Material to process:
_ _ _ _ _

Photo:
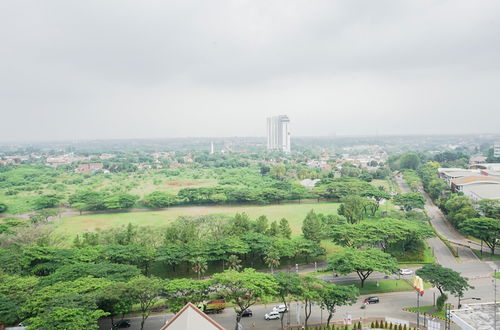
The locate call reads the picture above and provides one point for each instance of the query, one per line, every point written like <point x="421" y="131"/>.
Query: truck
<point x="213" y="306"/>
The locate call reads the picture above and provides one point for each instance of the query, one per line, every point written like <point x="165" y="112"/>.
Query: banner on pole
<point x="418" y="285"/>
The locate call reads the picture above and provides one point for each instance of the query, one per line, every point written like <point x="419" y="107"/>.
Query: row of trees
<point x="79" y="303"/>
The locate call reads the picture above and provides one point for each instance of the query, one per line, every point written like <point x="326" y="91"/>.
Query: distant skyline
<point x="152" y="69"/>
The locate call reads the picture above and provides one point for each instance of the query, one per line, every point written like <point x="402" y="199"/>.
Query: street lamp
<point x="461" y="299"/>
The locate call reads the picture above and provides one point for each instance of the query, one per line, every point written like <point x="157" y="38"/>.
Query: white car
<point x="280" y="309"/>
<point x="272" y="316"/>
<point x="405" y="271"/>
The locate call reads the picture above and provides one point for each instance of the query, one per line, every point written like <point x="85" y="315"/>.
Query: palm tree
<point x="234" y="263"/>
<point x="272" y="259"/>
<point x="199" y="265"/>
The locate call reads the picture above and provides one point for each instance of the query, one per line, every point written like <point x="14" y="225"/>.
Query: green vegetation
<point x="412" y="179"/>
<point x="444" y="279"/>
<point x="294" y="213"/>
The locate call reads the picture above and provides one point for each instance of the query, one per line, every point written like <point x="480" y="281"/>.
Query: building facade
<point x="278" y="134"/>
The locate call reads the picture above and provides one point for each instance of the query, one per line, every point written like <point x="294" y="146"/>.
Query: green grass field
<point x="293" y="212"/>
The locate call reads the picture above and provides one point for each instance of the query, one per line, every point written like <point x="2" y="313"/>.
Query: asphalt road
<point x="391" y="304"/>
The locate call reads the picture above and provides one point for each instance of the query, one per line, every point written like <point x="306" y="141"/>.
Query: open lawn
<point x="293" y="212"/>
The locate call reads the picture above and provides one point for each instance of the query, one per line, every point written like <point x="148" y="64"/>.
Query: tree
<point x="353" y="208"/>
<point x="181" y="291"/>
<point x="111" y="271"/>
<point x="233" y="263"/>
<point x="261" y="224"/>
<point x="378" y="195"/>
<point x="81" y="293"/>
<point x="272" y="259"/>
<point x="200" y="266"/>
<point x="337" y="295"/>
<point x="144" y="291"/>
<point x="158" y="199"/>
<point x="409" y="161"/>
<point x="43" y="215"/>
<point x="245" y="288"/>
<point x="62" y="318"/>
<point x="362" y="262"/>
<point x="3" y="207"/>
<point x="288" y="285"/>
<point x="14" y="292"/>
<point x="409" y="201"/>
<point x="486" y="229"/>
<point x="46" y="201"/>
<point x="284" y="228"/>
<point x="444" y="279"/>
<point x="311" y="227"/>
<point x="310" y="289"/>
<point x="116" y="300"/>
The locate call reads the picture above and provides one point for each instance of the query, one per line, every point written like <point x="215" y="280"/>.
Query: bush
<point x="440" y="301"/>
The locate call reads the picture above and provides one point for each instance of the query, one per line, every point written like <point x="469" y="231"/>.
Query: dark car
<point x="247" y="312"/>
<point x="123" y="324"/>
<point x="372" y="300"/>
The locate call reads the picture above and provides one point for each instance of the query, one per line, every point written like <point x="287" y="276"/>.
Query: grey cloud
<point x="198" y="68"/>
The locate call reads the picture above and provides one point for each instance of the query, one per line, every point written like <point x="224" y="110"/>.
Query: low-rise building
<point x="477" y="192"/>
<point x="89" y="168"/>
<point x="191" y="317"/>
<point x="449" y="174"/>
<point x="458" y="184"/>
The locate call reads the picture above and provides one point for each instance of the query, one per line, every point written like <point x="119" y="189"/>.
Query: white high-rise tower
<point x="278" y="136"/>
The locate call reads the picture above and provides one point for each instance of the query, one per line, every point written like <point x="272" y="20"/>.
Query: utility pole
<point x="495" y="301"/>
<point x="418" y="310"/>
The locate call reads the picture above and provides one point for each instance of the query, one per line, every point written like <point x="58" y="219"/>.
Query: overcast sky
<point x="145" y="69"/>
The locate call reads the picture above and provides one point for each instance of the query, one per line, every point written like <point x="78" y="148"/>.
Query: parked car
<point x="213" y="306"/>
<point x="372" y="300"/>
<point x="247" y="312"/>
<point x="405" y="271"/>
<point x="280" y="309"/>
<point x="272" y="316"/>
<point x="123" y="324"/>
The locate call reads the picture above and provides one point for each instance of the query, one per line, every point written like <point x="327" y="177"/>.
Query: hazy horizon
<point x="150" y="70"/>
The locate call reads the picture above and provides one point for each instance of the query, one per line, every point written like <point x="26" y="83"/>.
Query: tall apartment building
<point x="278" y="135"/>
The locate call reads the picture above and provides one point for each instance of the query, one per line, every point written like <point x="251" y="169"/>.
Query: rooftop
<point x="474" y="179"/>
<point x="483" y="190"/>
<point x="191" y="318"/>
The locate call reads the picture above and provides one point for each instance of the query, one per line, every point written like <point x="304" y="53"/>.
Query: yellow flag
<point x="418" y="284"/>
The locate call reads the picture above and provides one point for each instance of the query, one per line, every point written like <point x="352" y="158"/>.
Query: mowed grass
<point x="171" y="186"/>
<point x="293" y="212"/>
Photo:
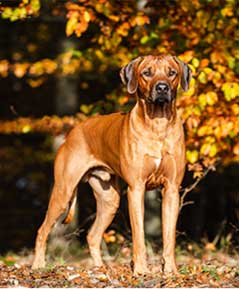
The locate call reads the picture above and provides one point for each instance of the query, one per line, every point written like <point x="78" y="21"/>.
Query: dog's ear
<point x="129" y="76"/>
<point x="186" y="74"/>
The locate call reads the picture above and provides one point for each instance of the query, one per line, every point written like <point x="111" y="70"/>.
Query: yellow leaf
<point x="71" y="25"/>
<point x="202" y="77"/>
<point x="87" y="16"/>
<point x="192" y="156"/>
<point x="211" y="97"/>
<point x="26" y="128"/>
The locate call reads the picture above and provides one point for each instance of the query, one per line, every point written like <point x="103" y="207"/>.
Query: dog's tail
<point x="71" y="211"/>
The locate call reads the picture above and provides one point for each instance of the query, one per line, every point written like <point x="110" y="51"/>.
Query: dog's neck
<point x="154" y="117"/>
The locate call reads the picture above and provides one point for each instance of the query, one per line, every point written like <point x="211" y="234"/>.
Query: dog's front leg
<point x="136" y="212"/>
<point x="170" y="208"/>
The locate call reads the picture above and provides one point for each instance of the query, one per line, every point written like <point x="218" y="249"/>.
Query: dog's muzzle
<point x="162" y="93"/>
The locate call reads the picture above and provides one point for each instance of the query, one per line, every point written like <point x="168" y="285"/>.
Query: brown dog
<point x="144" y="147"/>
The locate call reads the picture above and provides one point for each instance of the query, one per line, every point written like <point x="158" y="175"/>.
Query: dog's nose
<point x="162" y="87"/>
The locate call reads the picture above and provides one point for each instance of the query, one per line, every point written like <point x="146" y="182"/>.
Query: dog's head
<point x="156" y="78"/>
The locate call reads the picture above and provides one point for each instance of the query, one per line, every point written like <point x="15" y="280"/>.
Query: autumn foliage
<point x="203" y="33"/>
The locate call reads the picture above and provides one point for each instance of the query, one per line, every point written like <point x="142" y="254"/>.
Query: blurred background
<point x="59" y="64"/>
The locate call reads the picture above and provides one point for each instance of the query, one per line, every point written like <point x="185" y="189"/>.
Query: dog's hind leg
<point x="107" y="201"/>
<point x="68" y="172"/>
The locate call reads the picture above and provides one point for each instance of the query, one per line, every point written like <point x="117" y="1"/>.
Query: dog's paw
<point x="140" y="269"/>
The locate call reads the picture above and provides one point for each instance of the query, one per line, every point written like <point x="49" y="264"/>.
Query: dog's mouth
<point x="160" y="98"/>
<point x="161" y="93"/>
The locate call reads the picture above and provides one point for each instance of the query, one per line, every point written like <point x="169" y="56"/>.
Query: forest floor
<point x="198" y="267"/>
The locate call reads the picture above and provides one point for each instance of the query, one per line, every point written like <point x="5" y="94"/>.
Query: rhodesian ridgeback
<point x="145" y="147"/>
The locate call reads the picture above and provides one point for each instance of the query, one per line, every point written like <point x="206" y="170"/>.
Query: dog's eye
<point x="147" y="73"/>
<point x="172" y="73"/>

_ _ _ _ _

What is required:
Please list each line of the items above that contains the string "green", treating uppercase and lowercase as different.

Result of the exercise:
Query: green vegetation
Query: green grass field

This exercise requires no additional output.